* WORK TASK
Locate the line that contains "[ ] one point per instance of the overcast" in the entries below, then repeat it and every following line through the line that contains "[ ] one point per instance of the bare soil", exactly, and no others.

<<<<

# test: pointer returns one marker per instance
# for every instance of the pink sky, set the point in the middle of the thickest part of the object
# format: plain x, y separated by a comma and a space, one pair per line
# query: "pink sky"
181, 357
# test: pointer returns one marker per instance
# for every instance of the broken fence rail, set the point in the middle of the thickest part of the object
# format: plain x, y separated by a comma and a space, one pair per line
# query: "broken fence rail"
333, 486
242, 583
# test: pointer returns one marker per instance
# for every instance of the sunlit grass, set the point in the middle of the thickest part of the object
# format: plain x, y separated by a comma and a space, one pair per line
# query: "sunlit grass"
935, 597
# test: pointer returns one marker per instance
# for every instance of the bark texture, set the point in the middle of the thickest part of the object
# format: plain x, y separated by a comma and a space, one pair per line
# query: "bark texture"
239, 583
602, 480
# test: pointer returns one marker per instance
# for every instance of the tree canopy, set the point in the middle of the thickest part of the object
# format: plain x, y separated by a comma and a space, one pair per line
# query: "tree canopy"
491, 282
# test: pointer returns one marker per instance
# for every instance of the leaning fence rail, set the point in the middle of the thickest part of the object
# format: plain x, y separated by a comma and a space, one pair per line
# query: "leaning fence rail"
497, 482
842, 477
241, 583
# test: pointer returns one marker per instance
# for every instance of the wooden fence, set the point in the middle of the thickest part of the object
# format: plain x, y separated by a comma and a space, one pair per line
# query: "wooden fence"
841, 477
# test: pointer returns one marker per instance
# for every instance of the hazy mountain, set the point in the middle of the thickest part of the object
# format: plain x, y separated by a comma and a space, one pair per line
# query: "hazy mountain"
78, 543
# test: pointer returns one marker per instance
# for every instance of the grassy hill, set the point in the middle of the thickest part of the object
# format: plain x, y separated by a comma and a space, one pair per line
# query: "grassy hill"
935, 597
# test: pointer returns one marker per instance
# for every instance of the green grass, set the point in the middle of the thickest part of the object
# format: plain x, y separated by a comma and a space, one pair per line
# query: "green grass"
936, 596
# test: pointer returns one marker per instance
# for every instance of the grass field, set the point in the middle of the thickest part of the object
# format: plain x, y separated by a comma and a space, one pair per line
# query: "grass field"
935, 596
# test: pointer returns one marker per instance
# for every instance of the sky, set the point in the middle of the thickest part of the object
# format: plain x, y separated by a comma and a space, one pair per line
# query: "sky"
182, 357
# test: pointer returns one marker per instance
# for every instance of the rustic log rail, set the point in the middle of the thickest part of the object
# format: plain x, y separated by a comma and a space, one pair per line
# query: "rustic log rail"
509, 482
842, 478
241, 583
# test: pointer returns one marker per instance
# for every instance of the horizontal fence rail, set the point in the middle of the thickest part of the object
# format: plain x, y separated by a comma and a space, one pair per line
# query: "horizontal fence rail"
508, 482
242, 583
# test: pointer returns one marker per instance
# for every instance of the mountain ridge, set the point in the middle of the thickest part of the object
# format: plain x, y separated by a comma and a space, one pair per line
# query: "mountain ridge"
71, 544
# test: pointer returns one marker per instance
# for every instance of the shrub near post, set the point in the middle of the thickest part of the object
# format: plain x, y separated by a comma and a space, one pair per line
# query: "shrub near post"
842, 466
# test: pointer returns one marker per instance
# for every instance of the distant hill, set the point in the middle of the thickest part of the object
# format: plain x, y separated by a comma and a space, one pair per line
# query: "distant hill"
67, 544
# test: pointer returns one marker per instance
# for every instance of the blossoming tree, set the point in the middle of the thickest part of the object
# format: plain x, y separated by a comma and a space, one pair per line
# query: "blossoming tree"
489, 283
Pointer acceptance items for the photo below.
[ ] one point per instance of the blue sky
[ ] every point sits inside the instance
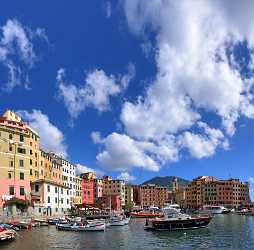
(134, 88)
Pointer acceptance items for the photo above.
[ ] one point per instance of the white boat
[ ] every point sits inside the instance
(80, 227)
(119, 221)
(212, 209)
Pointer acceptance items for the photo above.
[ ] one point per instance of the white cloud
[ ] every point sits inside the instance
(94, 92)
(198, 76)
(16, 42)
(126, 177)
(122, 153)
(51, 138)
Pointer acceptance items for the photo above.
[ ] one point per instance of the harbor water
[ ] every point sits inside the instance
(225, 232)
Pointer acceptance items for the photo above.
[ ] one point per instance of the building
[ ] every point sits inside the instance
(15, 146)
(129, 195)
(98, 186)
(78, 194)
(206, 190)
(50, 198)
(68, 177)
(114, 187)
(87, 188)
(153, 195)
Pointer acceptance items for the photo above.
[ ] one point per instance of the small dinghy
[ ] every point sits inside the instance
(7, 234)
(81, 227)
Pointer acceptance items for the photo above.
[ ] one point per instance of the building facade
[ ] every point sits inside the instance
(153, 195)
(206, 190)
(14, 158)
(114, 187)
(50, 198)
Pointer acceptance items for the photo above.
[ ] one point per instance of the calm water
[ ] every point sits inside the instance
(224, 232)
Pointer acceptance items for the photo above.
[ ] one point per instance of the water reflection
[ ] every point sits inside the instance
(224, 232)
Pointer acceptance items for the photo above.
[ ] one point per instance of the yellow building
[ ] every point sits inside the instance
(78, 197)
(14, 158)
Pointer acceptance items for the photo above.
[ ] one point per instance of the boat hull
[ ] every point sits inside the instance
(175, 225)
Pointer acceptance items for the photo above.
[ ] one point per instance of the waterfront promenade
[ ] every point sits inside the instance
(225, 232)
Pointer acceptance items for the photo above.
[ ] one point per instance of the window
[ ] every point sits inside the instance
(21, 176)
(21, 163)
(11, 190)
(21, 138)
(21, 151)
(21, 190)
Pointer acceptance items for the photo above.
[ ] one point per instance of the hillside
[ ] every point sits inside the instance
(166, 181)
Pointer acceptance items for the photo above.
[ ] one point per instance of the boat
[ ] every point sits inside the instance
(7, 234)
(81, 227)
(212, 209)
(119, 221)
(145, 214)
(174, 220)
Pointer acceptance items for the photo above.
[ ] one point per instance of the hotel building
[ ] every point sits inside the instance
(153, 195)
(206, 190)
(15, 146)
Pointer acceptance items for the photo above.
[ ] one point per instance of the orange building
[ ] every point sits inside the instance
(153, 195)
(206, 190)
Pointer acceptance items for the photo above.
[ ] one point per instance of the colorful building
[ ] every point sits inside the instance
(114, 187)
(87, 188)
(14, 158)
(206, 190)
(153, 195)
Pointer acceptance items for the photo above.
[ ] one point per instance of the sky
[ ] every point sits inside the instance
(134, 88)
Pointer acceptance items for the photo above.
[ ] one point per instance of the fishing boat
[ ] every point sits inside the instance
(145, 214)
(81, 227)
(7, 234)
(119, 221)
(174, 220)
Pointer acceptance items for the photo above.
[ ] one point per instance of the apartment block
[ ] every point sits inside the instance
(14, 158)
(206, 190)
(153, 195)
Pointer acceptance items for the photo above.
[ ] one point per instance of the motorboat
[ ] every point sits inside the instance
(212, 209)
(7, 234)
(174, 220)
(119, 221)
(81, 227)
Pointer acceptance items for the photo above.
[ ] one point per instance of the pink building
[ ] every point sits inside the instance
(87, 188)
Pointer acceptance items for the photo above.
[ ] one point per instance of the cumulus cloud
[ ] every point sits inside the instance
(126, 177)
(17, 53)
(95, 92)
(199, 75)
(122, 153)
(51, 138)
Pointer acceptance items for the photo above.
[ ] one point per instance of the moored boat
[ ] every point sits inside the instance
(7, 234)
(81, 227)
(175, 220)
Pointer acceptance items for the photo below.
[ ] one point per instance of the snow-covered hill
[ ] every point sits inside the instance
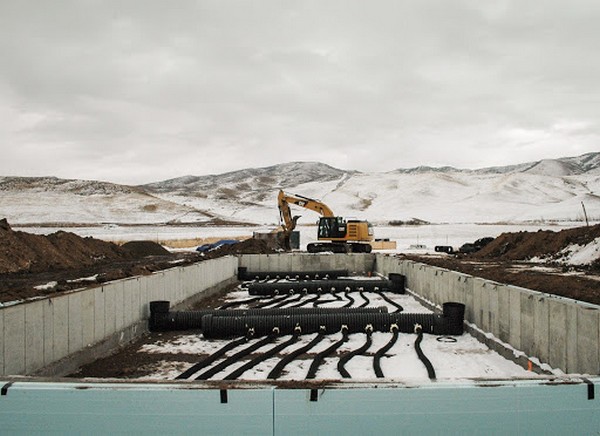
(543, 190)
(27, 200)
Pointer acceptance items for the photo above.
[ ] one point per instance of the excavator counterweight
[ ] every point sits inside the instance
(342, 235)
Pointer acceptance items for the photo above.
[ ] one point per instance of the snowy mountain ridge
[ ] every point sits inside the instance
(550, 189)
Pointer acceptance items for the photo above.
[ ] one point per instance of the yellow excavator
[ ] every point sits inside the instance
(343, 235)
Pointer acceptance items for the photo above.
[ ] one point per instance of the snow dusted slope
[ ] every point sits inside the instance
(544, 190)
(547, 190)
(51, 200)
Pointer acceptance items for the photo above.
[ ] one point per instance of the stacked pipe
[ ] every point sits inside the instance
(244, 274)
(162, 319)
(449, 323)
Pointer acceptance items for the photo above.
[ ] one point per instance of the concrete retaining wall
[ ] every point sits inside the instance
(360, 263)
(39, 334)
(561, 332)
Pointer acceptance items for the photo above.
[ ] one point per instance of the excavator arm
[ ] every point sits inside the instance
(342, 235)
(288, 222)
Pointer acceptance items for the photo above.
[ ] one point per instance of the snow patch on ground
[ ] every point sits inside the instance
(464, 359)
(575, 254)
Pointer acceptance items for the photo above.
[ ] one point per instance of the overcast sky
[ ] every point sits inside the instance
(141, 91)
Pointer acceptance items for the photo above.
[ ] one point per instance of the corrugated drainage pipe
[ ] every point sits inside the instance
(244, 274)
(318, 286)
(224, 327)
(161, 319)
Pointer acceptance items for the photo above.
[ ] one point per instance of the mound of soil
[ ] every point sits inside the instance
(505, 260)
(25, 252)
(145, 248)
(543, 243)
(37, 265)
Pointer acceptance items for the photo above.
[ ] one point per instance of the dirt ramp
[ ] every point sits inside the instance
(543, 243)
(25, 252)
(145, 248)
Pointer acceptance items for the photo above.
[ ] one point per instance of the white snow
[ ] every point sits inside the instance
(46, 286)
(464, 359)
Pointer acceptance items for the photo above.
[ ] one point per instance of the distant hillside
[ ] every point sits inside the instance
(550, 189)
(31, 200)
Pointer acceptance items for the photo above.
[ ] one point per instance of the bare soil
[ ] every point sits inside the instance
(507, 259)
(38, 265)
(28, 261)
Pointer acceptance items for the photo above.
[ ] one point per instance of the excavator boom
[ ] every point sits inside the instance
(343, 235)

>>>>

* ANSWER TO THIS TASK
[ ] one point per instance of the overcast sky
[ ] every point sits inside the instance
(141, 91)
Pointer acceptance items for the photo above.
[ ] one point per instance of the corrugated drainage pipe
[ ] every point sits inside the instance
(244, 274)
(318, 286)
(224, 327)
(161, 319)
Pointer acceptance items for the photo above.
[ ] one point per instance of the mound of soil
[ ] every point sits inside the instance
(505, 260)
(25, 252)
(145, 248)
(543, 243)
(37, 265)
Pointer acceptance items for the photo above.
[ ] one point per instance of the dirt ramp
[ ] every point sits inside the instance
(543, 243)
(25, 252)
(145, 248)
Pointer acceptance items for the photo above.
[ ] one point per instance of the white snow
[ ] every point sits inside the instance
(46, 286)
(464, 359)
Pointer acceptance items for the photo above.
[ ] one point per instance of the distant hillside
[ ] every point sits inside the instance
(550, 189)
(31, 200)
Pointer acceptance items for the photo above.
[ ] one point per instance of the bare soil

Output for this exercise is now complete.